What the task requires -
Report every line below that contains the string "positive", treating uppercase and lowercase letters as different.

Saved entries
____________________

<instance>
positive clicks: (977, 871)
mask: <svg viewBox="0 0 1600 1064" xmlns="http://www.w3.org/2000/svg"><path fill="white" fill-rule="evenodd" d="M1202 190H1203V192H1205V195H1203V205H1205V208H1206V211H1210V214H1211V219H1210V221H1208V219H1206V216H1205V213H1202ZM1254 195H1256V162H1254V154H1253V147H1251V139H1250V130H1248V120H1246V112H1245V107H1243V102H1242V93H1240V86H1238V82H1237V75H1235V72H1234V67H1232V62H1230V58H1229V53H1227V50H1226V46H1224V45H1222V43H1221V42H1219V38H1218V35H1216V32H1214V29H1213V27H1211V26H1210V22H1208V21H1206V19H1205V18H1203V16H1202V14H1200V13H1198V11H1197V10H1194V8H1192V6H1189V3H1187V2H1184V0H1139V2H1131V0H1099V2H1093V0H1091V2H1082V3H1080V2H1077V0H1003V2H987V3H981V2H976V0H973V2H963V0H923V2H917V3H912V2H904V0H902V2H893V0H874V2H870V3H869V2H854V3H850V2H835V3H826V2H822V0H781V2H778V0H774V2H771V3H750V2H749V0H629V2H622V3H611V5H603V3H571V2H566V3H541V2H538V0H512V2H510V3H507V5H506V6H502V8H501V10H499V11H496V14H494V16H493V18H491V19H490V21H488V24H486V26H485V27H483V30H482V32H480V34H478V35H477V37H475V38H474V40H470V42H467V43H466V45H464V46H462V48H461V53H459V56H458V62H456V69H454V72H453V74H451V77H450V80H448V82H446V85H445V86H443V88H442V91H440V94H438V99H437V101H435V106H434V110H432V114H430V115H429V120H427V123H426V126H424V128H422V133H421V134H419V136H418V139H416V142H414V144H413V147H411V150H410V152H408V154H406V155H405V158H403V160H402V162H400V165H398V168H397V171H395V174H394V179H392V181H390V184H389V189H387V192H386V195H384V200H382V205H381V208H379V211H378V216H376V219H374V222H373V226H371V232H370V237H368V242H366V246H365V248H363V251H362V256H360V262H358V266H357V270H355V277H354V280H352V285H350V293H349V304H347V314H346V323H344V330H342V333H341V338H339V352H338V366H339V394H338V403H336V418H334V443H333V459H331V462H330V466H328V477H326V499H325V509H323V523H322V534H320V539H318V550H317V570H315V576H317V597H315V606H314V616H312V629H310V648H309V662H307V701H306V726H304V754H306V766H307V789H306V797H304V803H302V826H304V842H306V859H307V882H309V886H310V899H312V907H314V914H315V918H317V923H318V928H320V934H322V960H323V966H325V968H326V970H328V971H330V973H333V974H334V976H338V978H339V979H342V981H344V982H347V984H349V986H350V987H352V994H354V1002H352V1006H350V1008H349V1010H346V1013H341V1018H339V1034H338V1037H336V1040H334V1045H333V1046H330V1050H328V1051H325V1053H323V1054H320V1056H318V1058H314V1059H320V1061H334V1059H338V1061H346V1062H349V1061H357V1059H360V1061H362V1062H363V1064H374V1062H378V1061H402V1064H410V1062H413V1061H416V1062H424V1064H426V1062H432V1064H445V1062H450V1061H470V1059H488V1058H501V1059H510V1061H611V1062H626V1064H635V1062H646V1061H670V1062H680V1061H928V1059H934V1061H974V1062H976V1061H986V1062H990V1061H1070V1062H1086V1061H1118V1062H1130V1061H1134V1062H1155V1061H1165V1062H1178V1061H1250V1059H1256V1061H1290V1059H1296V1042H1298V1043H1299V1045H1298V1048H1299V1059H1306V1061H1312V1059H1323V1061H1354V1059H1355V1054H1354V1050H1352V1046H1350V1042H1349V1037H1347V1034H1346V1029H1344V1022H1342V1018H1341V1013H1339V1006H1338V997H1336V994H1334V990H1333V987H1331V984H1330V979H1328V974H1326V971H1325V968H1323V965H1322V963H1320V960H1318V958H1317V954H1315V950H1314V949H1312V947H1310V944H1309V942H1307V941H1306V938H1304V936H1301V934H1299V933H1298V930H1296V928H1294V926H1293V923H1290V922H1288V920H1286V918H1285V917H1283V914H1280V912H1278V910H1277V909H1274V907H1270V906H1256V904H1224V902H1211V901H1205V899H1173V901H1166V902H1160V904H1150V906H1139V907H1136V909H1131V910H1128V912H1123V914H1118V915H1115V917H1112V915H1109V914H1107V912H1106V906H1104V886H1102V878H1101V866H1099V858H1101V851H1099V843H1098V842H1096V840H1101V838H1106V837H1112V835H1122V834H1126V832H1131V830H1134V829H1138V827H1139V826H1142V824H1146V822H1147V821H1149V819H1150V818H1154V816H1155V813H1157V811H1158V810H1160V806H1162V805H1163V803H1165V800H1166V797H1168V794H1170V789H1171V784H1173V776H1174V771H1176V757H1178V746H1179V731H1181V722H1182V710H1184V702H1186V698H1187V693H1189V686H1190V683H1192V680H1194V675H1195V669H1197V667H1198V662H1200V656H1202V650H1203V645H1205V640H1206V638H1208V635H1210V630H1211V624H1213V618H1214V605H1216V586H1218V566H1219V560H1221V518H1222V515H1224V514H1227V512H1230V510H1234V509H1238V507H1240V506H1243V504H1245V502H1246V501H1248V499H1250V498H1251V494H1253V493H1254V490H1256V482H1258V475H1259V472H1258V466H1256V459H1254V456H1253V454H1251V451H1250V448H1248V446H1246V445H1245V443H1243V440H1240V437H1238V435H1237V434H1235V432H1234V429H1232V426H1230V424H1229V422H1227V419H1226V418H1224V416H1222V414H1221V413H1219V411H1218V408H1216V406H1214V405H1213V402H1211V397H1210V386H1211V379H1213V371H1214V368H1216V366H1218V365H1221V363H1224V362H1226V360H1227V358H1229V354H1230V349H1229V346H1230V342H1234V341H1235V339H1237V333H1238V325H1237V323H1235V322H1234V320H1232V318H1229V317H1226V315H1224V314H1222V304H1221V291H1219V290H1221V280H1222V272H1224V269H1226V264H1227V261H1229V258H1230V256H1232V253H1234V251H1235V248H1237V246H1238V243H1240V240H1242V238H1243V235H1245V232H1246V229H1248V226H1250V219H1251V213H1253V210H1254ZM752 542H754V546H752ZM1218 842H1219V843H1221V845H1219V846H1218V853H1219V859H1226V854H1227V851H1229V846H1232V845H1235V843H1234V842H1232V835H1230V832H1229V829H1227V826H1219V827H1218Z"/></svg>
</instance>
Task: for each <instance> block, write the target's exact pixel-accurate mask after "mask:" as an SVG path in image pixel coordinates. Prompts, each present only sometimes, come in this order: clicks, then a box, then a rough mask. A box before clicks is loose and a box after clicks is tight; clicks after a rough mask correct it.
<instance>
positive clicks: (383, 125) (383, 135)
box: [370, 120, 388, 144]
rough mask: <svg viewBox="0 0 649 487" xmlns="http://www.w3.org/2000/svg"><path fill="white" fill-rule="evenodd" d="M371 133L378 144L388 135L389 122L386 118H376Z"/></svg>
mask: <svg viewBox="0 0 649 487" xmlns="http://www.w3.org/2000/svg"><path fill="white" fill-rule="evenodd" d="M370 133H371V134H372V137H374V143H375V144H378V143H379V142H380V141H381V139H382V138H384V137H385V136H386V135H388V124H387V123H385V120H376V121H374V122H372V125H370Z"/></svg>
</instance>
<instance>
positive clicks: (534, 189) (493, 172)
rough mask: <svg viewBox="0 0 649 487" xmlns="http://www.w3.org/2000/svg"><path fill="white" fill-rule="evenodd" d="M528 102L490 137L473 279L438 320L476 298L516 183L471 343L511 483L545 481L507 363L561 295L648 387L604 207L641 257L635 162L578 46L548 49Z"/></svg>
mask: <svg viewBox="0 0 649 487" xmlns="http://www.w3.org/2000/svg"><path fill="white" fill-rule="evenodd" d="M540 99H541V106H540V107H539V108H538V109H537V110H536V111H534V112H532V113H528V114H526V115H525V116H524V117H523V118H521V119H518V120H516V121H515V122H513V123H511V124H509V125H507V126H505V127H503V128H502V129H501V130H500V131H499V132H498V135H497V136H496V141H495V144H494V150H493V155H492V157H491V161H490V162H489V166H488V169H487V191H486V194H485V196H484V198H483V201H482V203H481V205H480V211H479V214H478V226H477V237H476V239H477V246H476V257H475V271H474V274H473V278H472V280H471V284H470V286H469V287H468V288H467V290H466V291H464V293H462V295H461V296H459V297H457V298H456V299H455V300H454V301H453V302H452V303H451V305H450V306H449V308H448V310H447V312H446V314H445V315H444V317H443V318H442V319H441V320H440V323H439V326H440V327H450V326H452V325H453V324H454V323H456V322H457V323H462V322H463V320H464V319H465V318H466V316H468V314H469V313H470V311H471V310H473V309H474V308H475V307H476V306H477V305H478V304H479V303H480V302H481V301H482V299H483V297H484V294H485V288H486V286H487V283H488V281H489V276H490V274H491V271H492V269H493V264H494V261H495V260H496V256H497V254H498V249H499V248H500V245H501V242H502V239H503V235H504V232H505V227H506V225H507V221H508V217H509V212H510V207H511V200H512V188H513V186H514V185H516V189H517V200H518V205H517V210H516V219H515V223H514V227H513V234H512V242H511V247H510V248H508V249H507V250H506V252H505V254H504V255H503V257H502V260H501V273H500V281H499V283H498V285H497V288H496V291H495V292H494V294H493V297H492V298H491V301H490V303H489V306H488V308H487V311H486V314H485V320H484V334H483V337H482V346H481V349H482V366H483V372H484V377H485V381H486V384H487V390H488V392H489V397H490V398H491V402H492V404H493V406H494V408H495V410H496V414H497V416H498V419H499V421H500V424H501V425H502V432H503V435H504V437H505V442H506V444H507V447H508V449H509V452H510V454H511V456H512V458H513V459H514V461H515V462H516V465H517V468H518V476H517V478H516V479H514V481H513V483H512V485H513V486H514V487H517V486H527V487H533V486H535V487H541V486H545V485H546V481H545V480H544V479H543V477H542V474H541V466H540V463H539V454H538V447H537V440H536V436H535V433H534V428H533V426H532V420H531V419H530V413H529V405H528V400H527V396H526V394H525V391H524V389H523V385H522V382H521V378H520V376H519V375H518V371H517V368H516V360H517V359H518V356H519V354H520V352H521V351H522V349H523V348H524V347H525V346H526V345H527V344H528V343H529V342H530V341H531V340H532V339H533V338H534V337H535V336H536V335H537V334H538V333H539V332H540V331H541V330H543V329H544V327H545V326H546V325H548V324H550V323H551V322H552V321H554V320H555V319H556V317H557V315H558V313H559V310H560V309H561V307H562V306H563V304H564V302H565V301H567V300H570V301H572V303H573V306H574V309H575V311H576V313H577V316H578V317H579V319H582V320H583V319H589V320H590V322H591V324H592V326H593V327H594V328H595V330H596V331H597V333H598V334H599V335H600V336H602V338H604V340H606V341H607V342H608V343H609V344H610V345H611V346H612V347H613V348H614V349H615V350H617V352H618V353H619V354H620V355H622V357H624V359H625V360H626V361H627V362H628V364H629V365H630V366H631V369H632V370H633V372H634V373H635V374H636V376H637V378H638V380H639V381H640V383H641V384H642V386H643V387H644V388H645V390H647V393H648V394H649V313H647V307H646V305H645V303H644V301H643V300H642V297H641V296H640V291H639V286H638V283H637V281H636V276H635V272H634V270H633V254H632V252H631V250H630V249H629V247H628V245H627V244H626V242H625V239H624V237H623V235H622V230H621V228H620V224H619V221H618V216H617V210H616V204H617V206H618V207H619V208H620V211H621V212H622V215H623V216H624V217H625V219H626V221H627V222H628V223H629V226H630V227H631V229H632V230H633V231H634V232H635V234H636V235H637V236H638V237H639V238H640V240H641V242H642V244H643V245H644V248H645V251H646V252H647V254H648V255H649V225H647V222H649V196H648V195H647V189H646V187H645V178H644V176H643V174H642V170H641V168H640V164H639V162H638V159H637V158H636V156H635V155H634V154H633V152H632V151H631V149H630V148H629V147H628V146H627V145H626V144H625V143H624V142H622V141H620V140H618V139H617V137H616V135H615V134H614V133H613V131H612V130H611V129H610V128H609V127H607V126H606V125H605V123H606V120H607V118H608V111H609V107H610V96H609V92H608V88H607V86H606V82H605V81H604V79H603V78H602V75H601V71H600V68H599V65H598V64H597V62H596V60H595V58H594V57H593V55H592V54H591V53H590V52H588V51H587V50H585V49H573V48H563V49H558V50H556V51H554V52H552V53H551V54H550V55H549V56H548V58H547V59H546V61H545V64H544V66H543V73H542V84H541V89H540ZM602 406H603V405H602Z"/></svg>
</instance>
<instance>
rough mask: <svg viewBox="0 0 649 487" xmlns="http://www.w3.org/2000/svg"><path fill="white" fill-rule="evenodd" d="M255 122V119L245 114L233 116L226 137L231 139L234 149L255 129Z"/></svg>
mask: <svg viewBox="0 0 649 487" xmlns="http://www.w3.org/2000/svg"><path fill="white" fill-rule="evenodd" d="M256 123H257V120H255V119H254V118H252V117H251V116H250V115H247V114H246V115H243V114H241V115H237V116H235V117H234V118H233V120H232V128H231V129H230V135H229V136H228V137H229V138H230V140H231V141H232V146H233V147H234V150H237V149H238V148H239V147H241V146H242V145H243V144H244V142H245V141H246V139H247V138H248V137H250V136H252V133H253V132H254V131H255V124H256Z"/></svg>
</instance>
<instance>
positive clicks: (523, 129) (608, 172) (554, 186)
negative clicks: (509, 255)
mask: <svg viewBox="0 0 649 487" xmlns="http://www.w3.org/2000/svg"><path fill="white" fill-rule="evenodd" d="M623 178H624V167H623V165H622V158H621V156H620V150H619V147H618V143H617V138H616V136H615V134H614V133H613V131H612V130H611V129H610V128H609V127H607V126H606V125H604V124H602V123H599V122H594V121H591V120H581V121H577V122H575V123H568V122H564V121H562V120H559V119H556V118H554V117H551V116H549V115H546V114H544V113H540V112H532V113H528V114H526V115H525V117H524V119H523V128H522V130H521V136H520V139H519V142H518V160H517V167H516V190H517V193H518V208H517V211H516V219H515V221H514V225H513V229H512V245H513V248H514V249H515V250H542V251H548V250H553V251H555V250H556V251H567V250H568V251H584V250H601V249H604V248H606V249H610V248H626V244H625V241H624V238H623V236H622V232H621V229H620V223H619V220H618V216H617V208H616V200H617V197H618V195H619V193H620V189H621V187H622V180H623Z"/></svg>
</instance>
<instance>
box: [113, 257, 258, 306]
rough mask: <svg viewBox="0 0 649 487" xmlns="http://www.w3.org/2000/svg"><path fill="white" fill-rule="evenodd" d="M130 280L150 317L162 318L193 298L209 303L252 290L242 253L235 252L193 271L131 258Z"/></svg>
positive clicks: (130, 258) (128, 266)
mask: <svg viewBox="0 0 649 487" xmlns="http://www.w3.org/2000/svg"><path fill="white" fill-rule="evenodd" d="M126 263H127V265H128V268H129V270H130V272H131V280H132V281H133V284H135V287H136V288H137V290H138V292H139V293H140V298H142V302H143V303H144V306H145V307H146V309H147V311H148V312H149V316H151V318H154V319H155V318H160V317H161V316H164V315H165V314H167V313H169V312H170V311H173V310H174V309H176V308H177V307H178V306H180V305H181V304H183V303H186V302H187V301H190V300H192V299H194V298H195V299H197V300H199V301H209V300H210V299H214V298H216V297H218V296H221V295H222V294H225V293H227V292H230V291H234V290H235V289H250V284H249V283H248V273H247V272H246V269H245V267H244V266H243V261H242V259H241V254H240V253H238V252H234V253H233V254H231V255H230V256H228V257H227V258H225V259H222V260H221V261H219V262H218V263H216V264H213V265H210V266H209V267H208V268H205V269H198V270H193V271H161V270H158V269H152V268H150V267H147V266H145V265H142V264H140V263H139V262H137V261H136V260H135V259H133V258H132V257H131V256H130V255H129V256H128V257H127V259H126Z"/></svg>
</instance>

____________________

Response area -
positive clicks: (977, 871)
positive clicks: (383, 125) (383, 135)
positive clicks: (534, 189) (493, 172)
positive clicks: (523, 129) (608, 172) (554, 186)
positive clicks: (130, 258) (128, 266)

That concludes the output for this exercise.